SUPPLIED PASSAGE:
☆ ☆ ☆
Learn the latest cutting-edge strategies for workplace sustainability as WDM’s Cynthia Milota breaks down the key takeaways from Build Reuse, North America’s premier conference on deconstruction, salvage, and material reuse.

Build Reuse is the only North American conference focused explicitly on reuse in the built environment. Almost 300 professionals from around the world converged to discuss the current economic, social and environmental impacts of the building material reuse industry. The following article highlights key moments and ideas.

Over the next 40 years, our total building stock is estimated to double, while nearly a third of our present building stock will come down.

– Build Reuse, 2025

The Perfect Venue

The historic Landmark Center, a revered adaptive reuse project in downtown St. Paul, MN hosted the event. Completed in 1902, the building originally served as a US Post Office, Courthouse and Custom House for the state. A fitting place to host this conference, the Landmark itself was saved from demolition in the 1970’s, renovated and reopened as a hub for the arts in 1978.

Image Courtesy of Flickr

Meet the Hosts

The conference organizer, Build Reuse is a 501(c)3 non-profit established in 1994. Encouraging the recovery, reuse and recycling of building materials, the organization is also committed to social investment and workforce development in the deconstruction industry. Build Reuse’s EPA grant to track emissions savings of salvaged items was terminated earlier this year. While progress will be slowed with the funding loss, the organization will continue to support a national registry of deconstruction trainers, a robust Build Reuse Forum, a newsletter, workgroups/committees, Build Reuse Affinity Groups (BRAG’s) and various best practices including information on tax deduction for donations of used building materials to nonprofits

Our vision is to transform our communities by creating a building industry in which used and excess materials become an asset and waste is no longer acceptable.
☆ ☆ ☆
DATASET EXCERPT:

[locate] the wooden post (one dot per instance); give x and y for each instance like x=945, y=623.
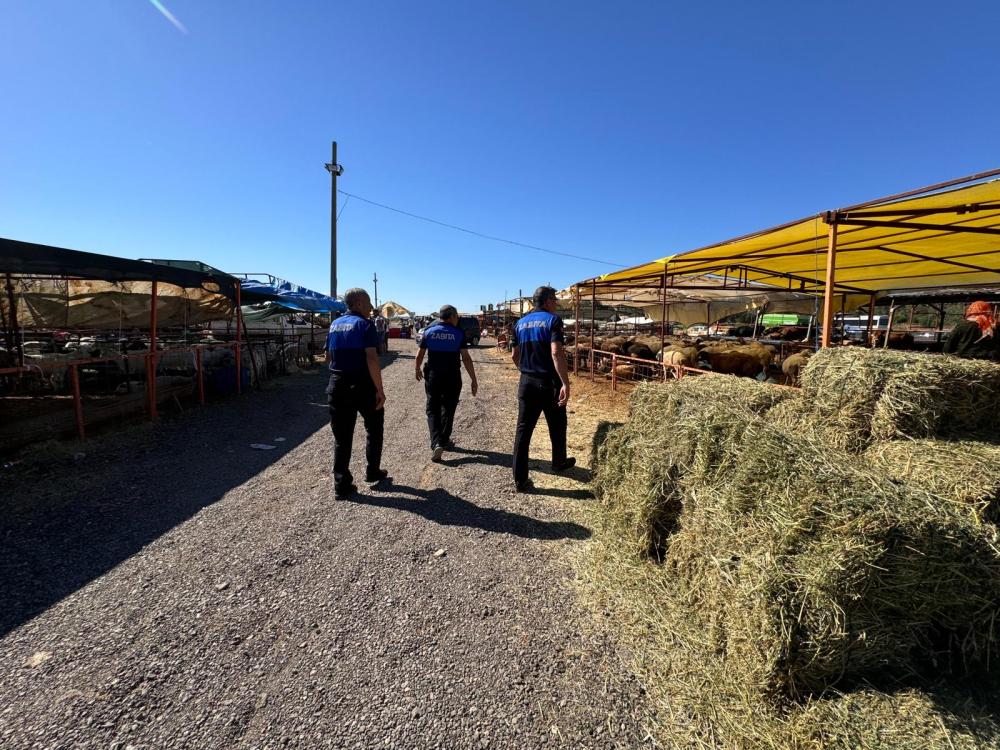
☆ ☆ ☆
EXERCISES TO COMPLETE:
[a] According to the Build Reuse article, in what year was the Landmark Center completed?
[b] In the Build Reuse article, rewrite the part starting with "Learn the latest" and going on through "will come down.", putting "leading" in place of "premier".

RESPONSES PER TASK:
[a] 1902

[b]
Learn the latest cutting-edge strategies for workplace sustainability as WDM’s Cynthia Milota breaks down the key takeaways from Build Reuse, North America’s leading conference on deconstruction, salvage, and material reuse.

Build Reuse is the only North American conference focused explicitly on reuse in the built environment. Almost 300 professionals from around the world converged to discuss the current economic, social and environmental impacts of the building material reuse industry. The following article highlights key moments and ideas.

Over the next 40 years, our total building stock is estimated to double, while nearly a third of our present building stock will come down.